**Data to examine:**
>>>>

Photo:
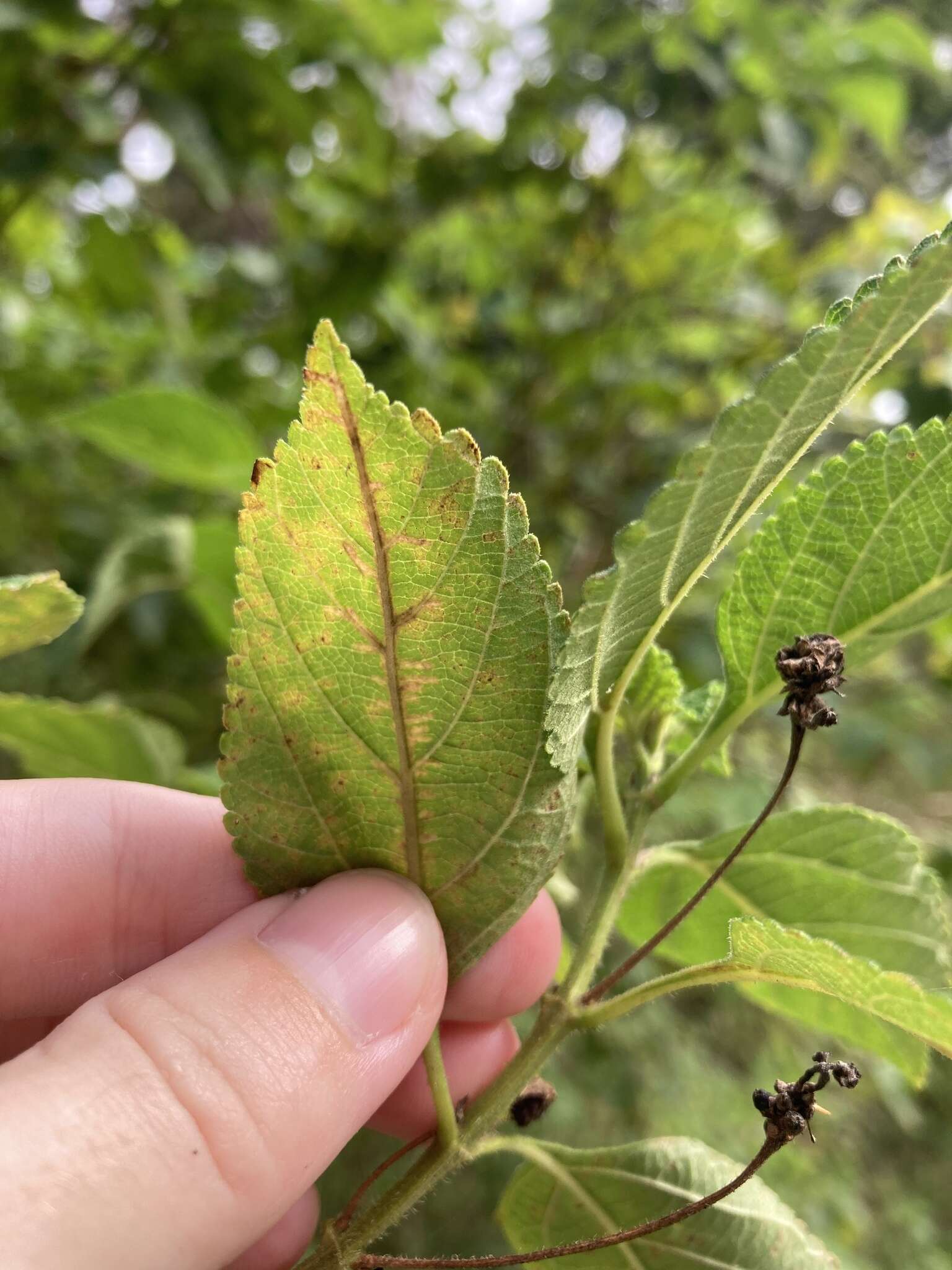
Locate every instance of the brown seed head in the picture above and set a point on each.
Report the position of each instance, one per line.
(535, 1100)
(810, 666)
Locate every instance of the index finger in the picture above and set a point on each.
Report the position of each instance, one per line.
(99, 879)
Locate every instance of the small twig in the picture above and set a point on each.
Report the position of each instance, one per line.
(599, 990)
(810, 666)
(787, 1114)
(347, 1213)
(367, 1261)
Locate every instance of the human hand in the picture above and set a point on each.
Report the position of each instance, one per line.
(182, 1061)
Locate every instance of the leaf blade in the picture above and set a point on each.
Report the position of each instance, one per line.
(569, 1196)
(835, 873)
(55, 738)
(716, 489)
(389, 559)
(862, 549)
(182, 437)
(35, 609)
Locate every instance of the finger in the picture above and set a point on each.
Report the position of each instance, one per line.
(474, 1054)
(19, 1034)
(516, 970)
(175, 1118)
(509, 978)
(99, 879)
(286, 1241)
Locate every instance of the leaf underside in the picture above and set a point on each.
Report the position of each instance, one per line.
(863, 549)
(837, 873)
(719, 487)
(571, 1196)
(35, 609)
(395, 638)
(767, 953)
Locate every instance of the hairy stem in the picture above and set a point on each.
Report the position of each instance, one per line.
(599, 990)
(447, 1127)
(483, 1116)
(568, 1250)
(352, 1206)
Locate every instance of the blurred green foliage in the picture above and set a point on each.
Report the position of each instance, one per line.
(576, 230)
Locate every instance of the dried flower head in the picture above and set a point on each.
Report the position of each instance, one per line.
(791, 1109)
(535, 1100)
(810, 666)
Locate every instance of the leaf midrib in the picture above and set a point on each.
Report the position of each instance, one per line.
(730, 533)
(381, 561)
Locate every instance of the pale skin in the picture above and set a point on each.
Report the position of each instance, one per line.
(180, 1061)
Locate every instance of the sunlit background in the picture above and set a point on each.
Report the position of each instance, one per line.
(575, 229)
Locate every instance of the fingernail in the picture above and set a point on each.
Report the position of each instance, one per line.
(367, 944)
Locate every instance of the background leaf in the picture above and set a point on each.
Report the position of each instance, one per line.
(395, 638)
(35, 610)
(183, 437)
(719, 487)
(767, 953)
(837, 873)
(59, 738)
(213, 588)
(578, 1194)
(863, 550)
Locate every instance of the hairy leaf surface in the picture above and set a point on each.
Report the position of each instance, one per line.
(719, 487)
(862, 550)
(570, 1196)
(35, 609)
(763, 951)
(838, 873)
(395, 639)
(59, 738)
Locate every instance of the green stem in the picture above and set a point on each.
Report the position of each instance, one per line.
(483, 1116)
(616, 881)
(447, 1127)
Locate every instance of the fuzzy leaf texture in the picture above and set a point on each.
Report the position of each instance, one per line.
(763, 951)
(862, 550)
(719, 487)
(574, 1196)
(35, 609)
(838, 873)
(395, 639)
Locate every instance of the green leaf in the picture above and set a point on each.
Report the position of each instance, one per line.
(154, 557)
(694, 716)
(721, 486)
(767, 953)
(862, 550)
(213, 590)
(59, 738)
(876, 103)
(655, 693)
(395, 638)
(838, 873)
(566, 1196)
(183, 437)
(35, 609)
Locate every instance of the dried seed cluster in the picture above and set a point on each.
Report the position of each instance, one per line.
(790, 1110)
(810, 666)
(532, 1104)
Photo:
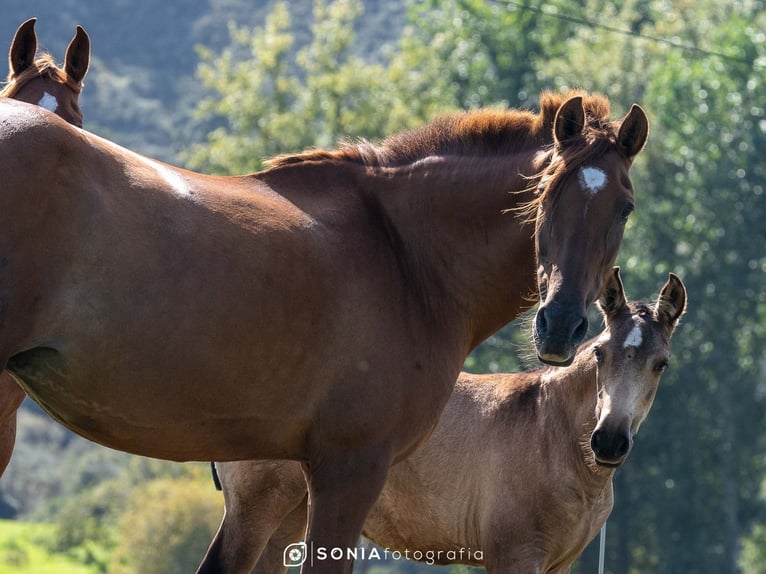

<<<<

**Action item:** Quote the listing above in full, except for the pictures.

**Response area:**
Photo:
Locate every instance of the brown seed head in the picture above and set a point on each.
Report the position of each instance, one per line.
(535, 1100)
(810, 666)
Locate every instance of the index finger in the picture above and set a point on each.
Report the position of each instance, one per line.
(99, 879)
Locate every instance of the small twig in the picture above and set a point on each.
Report the position of each instance, one per line.
(599, 990)
(810, 666)
(787, 1114)
(347, 1213)
(367, 1261)
Locate every instance of the human hand in the picture above and set a point on each.
Report the position of each instance, one per line.
(182, 1061)
Locate every instance of the leaf blade in the picture above and set a point on each.
Report the position of each instance, one per line.
(569, 1196)
(835, 873)
(55, 738)
(716, 489)
(389, 559)
(862, 549)
(182, 437)
(35, 609)
Locate every instance of the finger in the picture above and set a point on each.
Report the position of each instance, one per line.
(474, 1054)
(19, 1034)
(516, 970)
(175, 1118)
(509, 978)
(99, 879)
(286, 1241)
Locate every instance of the leaf underside in the picture above and set a point on each.
Report the position of each instance, one per line.
(863, 549)
(837, 873)
(719, 487)
(571, 1196)
(35, 609)
(395, 638)
(767, 953)
Locate every instance of the hairy stem in the picture above and set a point on each.
Report the position of each instance, one per line.
(599, 990)
(447, 1127)
(483, 1116)
(568, 1250)
(352, 1206)
Locate every instance of the blurred green foliage in the picture above and set a point on each.
Report the position of each instance, one per line.
(576, 230)
Locate every instance of the dried flower head in the picture above and set a point on each.
Report the position of each instance, one per line.
(791, 1109)
(535, 1100)
(810, 666)
Locate every instance of the leaf midrib in the picture above and set a point on each.
Report the position of each instance, one per line.
(730, 533)
(381, 561)
Locate every instance of the pale skin in the picture above and set a point on each.
Report the position of each instance, one per line.
(180, 1061)
Locate every instance of the sunlit background in the picture above and set a point on each.
Report the position of each instance, one per line.
(575, 229)
Locate every instance of the fingernail in the picture above and set a point on each.
Report the position of each instance, one per line.
(367, 944)
Locate every instance of the background leaf in the picture above and set a point on each.
Report the position of each instance, one per line.
(395, 638)
(35, 610)
(183, 437)
(719, 487)
(767, 953)
(837, 873)
(59, 738)
(213, 588)
(578, 1194)
(863, 550)
Locate every instance of the hairy leaf surface in the picture above and set a point on each.
Report the position of each instance, one per line.
(719, 487)
(862, 550)
(570, 1196)
(35, 609)
(763, 951)
(838, 873)
(395, 639)
(59, 738)
Locate every instance of the green stem in the picture above and set a point on each.
Report the position of each instance, one per line.
(483, 1116)
(616, 881)
(447, 1127)
Locate every instance of the fuzzy leaf texture in the picture above and set a point on each.
Report the position of each instance, one per line.
(763, 951)
(862, 550)
(719, 487)
(574, 1196)
(35, 609)
(838, 873)
(395, 639)
Locate every instance of the green leaf in the picture above and set a point on each.
Report the position of each instance, one per line.
(154, 557)
(694, 716)
(721, 486)
(767, 953)
(862, 550)
(213, 590)
(59, 738)
(876, 103)
(655, 693)
(395, 638)
(838, 873)
(566, 1196)
(183, 437)
(35, 609)
Locate every instance of the dried seed cluster in the picture above and set a point on each.
Report the position of each instance, one per line.
(790, 1110)
(810, 666)
(532, 1104)
Photo:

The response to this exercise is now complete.